Prompt ▸ Look for "the white cloud" in the records below, then copy that line and every line after it, exactly and with nothing added.

□ □ □

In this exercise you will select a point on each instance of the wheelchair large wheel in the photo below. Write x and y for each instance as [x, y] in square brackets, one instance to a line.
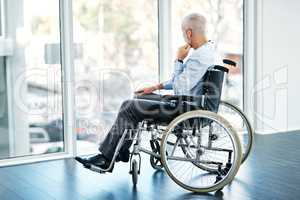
[206, 165]
[240, 123]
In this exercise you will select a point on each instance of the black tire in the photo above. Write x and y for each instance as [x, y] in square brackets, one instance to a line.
[134, 172]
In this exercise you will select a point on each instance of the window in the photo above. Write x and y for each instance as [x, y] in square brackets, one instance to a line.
[116, 52]
[1, 18]
[225, 28]
[34, 81]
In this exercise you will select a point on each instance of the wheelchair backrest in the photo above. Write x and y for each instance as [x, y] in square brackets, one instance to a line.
[211, 85]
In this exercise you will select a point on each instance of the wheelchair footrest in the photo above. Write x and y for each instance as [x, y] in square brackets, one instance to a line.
[98, 169]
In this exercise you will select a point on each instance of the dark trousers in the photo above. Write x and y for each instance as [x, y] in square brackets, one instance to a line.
[131, 113]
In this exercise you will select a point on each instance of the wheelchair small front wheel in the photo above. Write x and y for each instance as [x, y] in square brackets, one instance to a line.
[156, 163]
[183, 151]
[134, 172]
[241, 124]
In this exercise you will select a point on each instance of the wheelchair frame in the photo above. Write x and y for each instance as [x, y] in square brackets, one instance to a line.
[156, 153]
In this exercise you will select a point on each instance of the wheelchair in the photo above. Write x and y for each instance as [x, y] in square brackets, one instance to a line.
[200, 150]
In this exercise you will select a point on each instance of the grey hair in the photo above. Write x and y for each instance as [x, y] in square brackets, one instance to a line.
[196, 22]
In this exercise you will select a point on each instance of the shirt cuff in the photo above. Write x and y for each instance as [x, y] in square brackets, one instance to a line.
[178, 67]
[168, 85]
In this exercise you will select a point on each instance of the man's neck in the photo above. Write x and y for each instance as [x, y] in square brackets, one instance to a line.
[199, 43]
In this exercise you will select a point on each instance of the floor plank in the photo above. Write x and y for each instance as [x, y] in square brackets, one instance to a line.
[271, 172]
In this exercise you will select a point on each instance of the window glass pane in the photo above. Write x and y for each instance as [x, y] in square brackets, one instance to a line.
[116, 51]
[1, 23]
[33, 80]
[225, 28]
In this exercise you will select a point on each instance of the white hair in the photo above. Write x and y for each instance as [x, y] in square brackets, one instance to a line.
[196, 22]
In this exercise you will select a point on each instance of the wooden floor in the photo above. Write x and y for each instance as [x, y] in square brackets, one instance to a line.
[271, 172]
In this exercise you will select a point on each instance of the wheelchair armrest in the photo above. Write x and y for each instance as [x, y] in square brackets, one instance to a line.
[184, 98]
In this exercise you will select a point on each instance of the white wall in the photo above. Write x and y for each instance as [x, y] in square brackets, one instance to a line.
[278, 70]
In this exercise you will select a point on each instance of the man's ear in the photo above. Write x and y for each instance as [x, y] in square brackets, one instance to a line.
[189, 33]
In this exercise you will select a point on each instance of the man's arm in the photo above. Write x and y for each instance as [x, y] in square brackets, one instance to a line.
[189, 77]
[178, 69]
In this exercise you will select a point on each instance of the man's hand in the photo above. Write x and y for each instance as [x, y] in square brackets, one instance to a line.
[149, 90]
[183, 52]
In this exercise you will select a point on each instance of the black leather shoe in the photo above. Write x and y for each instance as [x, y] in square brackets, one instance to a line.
[123, 156]
[98, 160]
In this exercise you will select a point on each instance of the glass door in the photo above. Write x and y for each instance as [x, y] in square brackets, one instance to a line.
[31, 80]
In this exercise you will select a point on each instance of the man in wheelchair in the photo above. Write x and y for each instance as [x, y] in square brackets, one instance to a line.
[186, 80]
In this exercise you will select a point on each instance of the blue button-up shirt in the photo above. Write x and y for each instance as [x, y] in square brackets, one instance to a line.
[187, 76]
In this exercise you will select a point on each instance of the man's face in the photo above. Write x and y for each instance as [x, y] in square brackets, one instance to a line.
[187, 35]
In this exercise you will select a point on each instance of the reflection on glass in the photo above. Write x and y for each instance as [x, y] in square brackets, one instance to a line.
[225, 28]
[35, 104]
[116, 51]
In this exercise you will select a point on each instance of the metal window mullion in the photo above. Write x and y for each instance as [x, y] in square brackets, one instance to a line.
[164, 32]
[250, 67]
[66, 28]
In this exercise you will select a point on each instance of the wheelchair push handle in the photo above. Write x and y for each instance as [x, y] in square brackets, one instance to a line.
[229, 62]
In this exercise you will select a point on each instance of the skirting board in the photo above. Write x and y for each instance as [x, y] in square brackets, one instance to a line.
[268, 132]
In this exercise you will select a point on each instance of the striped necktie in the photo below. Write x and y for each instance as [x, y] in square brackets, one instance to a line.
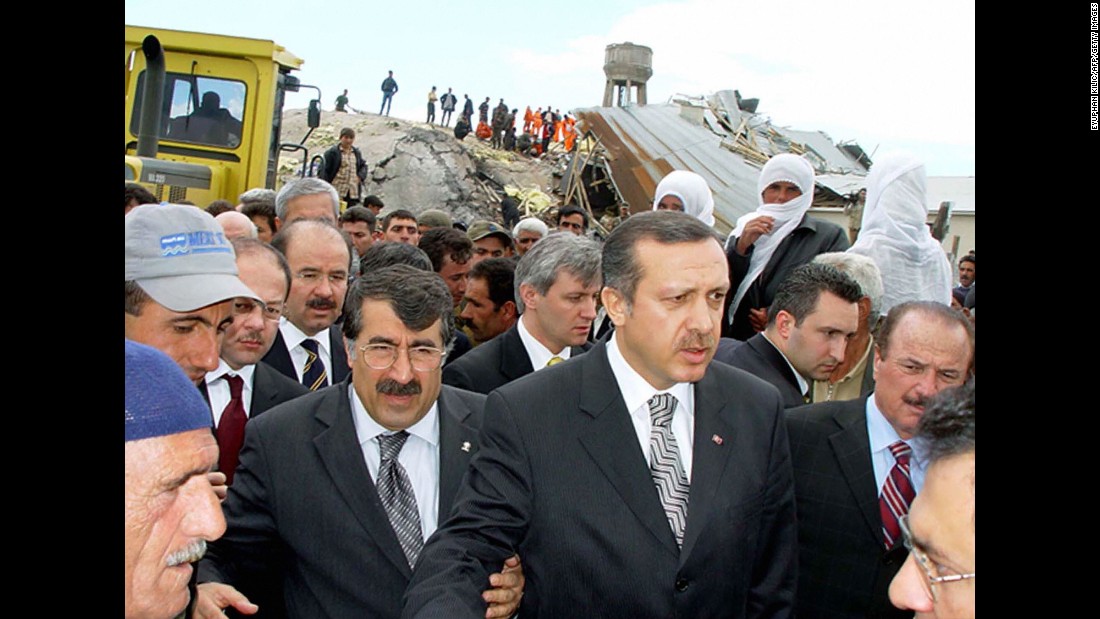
[664, 464]
[897, 494]
[314, 375]
[395, 489]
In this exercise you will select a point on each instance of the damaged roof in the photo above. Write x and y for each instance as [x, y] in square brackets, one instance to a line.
[714, 139]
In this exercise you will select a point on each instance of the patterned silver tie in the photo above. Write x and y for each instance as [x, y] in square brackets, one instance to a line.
[395, 489]
[664, 464]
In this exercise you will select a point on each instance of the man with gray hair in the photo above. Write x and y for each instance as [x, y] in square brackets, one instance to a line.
[528, 232]
[556, 287]
[338, 490]
[307, 198]
[939, 532]
[171, 508]
[180, 282]
[813, 316]
[855, 375]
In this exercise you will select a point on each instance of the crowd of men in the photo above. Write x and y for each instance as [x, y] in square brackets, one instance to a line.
[380, 412]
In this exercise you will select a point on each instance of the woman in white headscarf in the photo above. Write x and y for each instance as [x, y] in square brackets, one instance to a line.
[895, 235]
[682, 190]
[771, 241]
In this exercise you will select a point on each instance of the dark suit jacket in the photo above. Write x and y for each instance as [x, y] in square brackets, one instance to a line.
[497, 362]
[844, 568]
[303, 508]
[279, 357]
[760, 358]
[562, 478]
[811, 238]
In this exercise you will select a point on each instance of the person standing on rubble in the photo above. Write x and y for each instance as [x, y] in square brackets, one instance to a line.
[388, 89]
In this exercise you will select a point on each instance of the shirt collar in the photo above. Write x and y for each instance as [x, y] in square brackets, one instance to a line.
[536, 351]
[366, 428]
[636, 390]
[223, 368]
[294, 336]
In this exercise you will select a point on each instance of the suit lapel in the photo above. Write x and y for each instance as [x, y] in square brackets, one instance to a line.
[608, 437]
[851, 446]
[710, 456]
[774, 358]
[514, 360]
[458, 442]
[338, 446]
[339, 355]
[279, 357]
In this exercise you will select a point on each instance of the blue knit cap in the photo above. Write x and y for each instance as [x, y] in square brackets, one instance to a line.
[160, 398]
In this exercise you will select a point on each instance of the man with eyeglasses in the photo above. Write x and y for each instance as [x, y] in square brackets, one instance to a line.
[937, 579]
[858, 464]
[241, 387]
[308, 349]
[338, 490]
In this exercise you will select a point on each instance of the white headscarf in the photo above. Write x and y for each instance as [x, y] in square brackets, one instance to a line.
[785, 167]
[895, 236]
[693, 192]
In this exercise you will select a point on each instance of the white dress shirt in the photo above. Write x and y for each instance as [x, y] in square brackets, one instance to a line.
[539, 354]
[218, 388]
[803, 384]
[637, 393]
[293, 336]
[882, 435]
[419, 456]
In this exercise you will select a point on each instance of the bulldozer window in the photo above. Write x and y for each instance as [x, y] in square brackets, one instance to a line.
[198, 110]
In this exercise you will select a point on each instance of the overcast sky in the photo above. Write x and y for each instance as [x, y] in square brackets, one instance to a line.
[886, 74]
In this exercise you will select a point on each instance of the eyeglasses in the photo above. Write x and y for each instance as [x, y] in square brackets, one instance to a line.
[244, 307]
[422, 358]
[926, 564]
[314, 277]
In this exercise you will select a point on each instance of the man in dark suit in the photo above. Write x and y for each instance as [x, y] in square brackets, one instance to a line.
[845, 454]
[814, 313]
[556, 287]
[638, 479]
[338, 489]
[250, 336]
[308, 347]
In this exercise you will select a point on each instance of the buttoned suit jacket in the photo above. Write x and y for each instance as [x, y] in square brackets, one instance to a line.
[278, 357]
[562, 479]
[760, 358]
[844, 566]
[304, 510]
[494, 363]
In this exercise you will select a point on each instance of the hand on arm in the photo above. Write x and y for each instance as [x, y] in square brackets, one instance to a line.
[507, 589]
[212, 597]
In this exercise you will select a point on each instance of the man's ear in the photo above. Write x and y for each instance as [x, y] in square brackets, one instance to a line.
[615, 304]
[530, 297]
[784, 323]
[508, 310]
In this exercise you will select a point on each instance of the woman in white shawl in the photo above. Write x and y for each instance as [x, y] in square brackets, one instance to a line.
[895, 235]
[771, 241]
[682, 190]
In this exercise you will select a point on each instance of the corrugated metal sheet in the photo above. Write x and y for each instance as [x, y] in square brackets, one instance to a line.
[645, 143]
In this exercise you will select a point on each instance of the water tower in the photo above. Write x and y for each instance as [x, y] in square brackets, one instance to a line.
[626, 65]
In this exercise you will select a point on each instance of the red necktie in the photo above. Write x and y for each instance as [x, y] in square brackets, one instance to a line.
[230, 431]
[897, 494]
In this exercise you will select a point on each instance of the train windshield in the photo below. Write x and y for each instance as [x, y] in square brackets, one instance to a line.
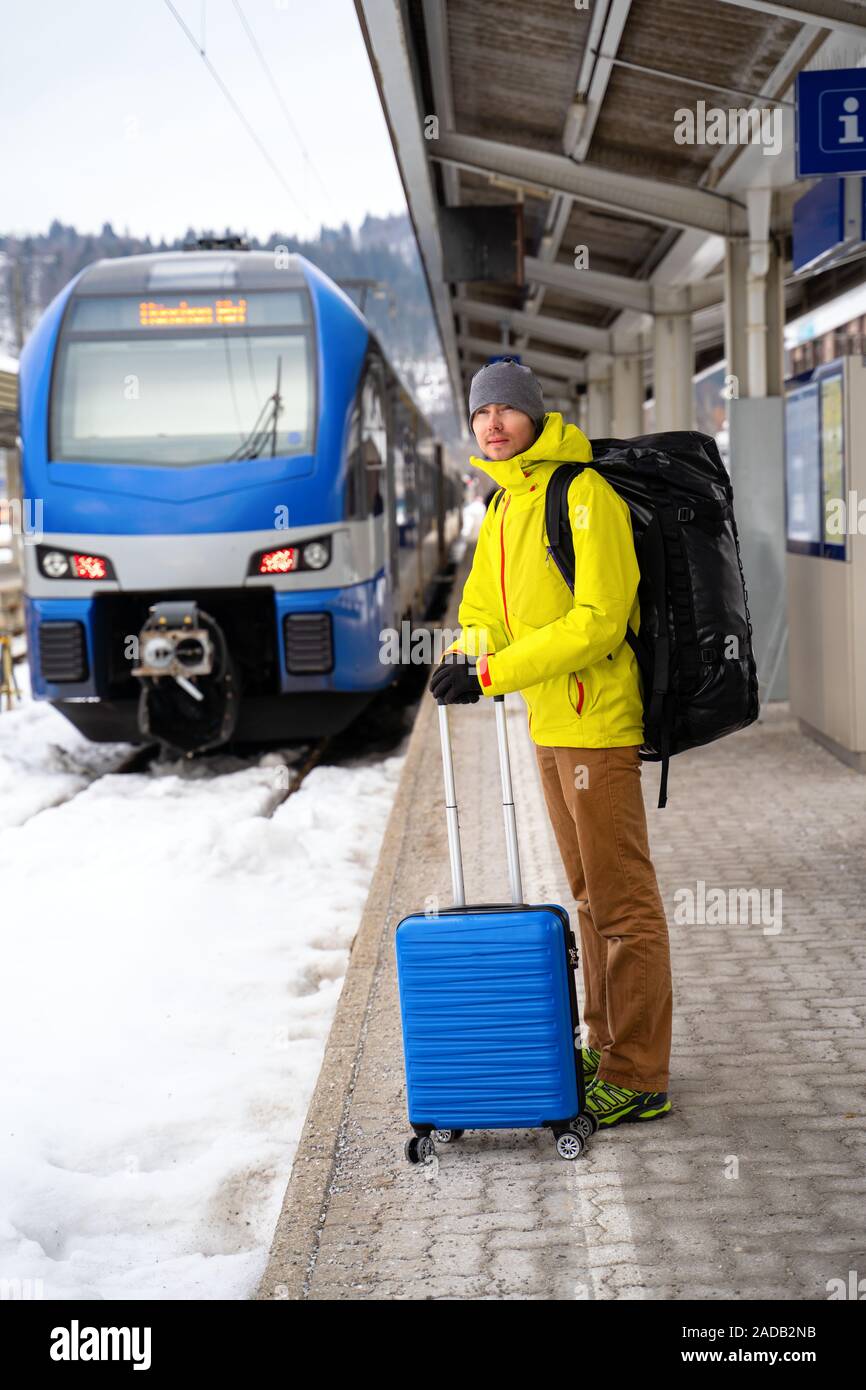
[184, 380]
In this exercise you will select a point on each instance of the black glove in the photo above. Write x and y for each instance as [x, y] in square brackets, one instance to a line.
[455, 680]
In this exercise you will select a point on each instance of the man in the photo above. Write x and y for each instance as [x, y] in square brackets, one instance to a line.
[523, 630]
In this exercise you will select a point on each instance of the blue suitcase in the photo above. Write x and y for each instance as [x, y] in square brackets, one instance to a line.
[488, 1005]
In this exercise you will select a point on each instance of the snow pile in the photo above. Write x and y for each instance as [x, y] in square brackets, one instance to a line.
[171, 962]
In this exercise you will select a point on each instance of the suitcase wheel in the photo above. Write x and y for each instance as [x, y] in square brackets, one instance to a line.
[570, 1144]
[419, 1148]
[448, 1136]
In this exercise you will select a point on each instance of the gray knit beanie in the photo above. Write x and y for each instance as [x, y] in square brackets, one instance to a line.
[508, 384]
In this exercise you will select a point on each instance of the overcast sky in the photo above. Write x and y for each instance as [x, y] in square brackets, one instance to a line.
[110, 116]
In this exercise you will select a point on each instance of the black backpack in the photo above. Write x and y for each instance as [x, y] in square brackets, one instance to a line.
[698, 666]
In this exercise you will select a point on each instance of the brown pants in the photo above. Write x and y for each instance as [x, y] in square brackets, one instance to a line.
[597, 809]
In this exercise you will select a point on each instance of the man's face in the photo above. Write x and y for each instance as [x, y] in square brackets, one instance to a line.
[502, 431]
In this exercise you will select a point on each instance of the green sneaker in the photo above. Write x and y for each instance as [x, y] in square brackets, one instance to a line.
[616, 1105]
[591, 1059]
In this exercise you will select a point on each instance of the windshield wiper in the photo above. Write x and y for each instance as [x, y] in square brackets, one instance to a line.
[255, 441]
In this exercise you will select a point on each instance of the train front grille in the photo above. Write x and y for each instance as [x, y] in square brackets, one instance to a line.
[309, 644]
[63, 652]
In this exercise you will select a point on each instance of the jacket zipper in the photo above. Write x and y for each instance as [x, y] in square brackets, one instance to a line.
[580, 695]
[505, 606]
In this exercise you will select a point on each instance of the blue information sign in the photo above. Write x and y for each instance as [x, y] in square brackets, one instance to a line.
[831, 123]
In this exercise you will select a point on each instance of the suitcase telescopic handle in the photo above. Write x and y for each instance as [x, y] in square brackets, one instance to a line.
[508, 805]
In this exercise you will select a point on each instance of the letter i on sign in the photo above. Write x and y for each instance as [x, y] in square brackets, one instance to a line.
[851, 123]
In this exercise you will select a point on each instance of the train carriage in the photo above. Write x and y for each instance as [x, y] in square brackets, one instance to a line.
[238, 499]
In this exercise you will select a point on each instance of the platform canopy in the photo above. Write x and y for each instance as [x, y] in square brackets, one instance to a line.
[569, 118]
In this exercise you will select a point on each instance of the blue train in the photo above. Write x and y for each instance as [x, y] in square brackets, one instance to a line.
[238, 496]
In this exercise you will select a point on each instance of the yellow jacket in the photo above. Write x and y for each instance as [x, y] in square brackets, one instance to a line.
[565, 653]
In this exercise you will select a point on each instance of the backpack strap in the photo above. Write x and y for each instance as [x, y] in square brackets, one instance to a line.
[562, 548]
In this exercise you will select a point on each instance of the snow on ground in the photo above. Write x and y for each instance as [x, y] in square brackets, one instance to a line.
[171, 962]
[43, 759]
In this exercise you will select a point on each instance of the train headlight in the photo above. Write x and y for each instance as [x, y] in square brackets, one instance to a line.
[278, 562]
[72, 565]
[54, 565]
[316, 555]
[306, 555]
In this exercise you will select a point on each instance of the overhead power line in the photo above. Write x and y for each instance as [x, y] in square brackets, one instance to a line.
[235, 107]
[284, 107]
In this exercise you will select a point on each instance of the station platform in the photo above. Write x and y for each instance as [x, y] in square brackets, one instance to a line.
[755, 1184]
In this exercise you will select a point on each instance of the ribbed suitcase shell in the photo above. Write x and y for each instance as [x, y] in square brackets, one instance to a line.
[489, 1016]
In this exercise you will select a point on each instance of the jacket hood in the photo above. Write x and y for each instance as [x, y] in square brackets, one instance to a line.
[558, 442]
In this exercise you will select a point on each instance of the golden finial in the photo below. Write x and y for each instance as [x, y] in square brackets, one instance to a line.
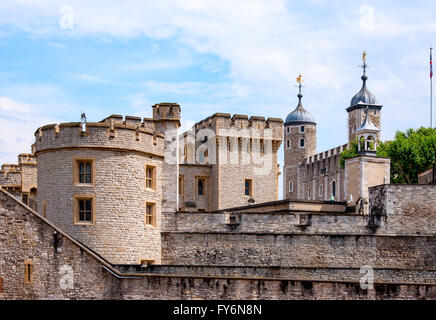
[299, 80]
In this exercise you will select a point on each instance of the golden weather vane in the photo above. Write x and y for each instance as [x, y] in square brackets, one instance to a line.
[300, 81]
[364, 65]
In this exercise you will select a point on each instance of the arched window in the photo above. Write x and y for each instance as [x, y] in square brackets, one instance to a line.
[334, 188]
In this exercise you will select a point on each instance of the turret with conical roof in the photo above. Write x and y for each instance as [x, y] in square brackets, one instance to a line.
[362, 103]
[300, 143]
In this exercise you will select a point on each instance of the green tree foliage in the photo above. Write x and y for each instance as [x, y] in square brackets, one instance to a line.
[348, 153]
[351, 151]
[411, 152]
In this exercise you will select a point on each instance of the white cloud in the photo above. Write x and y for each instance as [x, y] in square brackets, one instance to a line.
[265, 44]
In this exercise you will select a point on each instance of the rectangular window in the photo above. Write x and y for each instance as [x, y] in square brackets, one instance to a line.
[201, 187]
[83, 171]
[28, 272]
[150, 177]
[150, 214]
[248, 187]
[262, 146]
[181, 185]
[84, 209]
[25, 198]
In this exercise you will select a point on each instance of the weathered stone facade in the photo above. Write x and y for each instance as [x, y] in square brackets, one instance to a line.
[119, 151]
[236, 149]
[21, 179]
[63, 268]
[318, 176]
[155, 232]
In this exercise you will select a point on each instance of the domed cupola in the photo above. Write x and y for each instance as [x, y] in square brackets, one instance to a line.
[299, 115]
[364, 96]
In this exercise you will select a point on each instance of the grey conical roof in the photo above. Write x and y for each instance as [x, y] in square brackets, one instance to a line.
[299, 115]
[363, 96]
[367, 124]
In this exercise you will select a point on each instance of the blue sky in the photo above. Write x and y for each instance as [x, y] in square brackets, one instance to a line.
[58, 58]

□ □ □

Result of this exercise ▸
In this exercise you will select a point on each instance of the white cloud in the photo above. Write x and y for each instance as [x, y] in square brackets, one instance to a line.
[265, 44]
In this exercise you will select a point on each instance of the rectangular window in the photo above. Write x and y for each instance as [x, y] in square brackets, one instance to a line.
[201, 187]
[83, 171]
[28, 272]
[150, 177]
[150, 214]
[248, 187]
[262, 146]
[181, 185]
[84, 209]
[25, 198]
In this exercise you will select a point on each instance of the weathered stone facade in the photo above. Write x and y for each instance as [x, y] in square brackets, one instance to a line.
[119, 151]
[236, 149]
[21, 179]
[63, 268]
[318, 176]
[155, 232]
In this exercise you will select a point on each instance of the domed cupola in the photo above. Write x and y for each instance as [x, y] in square brackets, one instance to a line.
[299, 115]
[364, 96]
In this exercise you will select a point on each instance of the grey conical roof in the photo above. Write x and y for each instance as [x, y] in square brackets, one instance to a line.
[299, 115]
[363, 96]
[367, 124]
In this exercise you will select a point on each instance of the blue sky in the photo above. Write x and y for each instance as [x, y] in square brackets, one instance to a line.
[58, 58]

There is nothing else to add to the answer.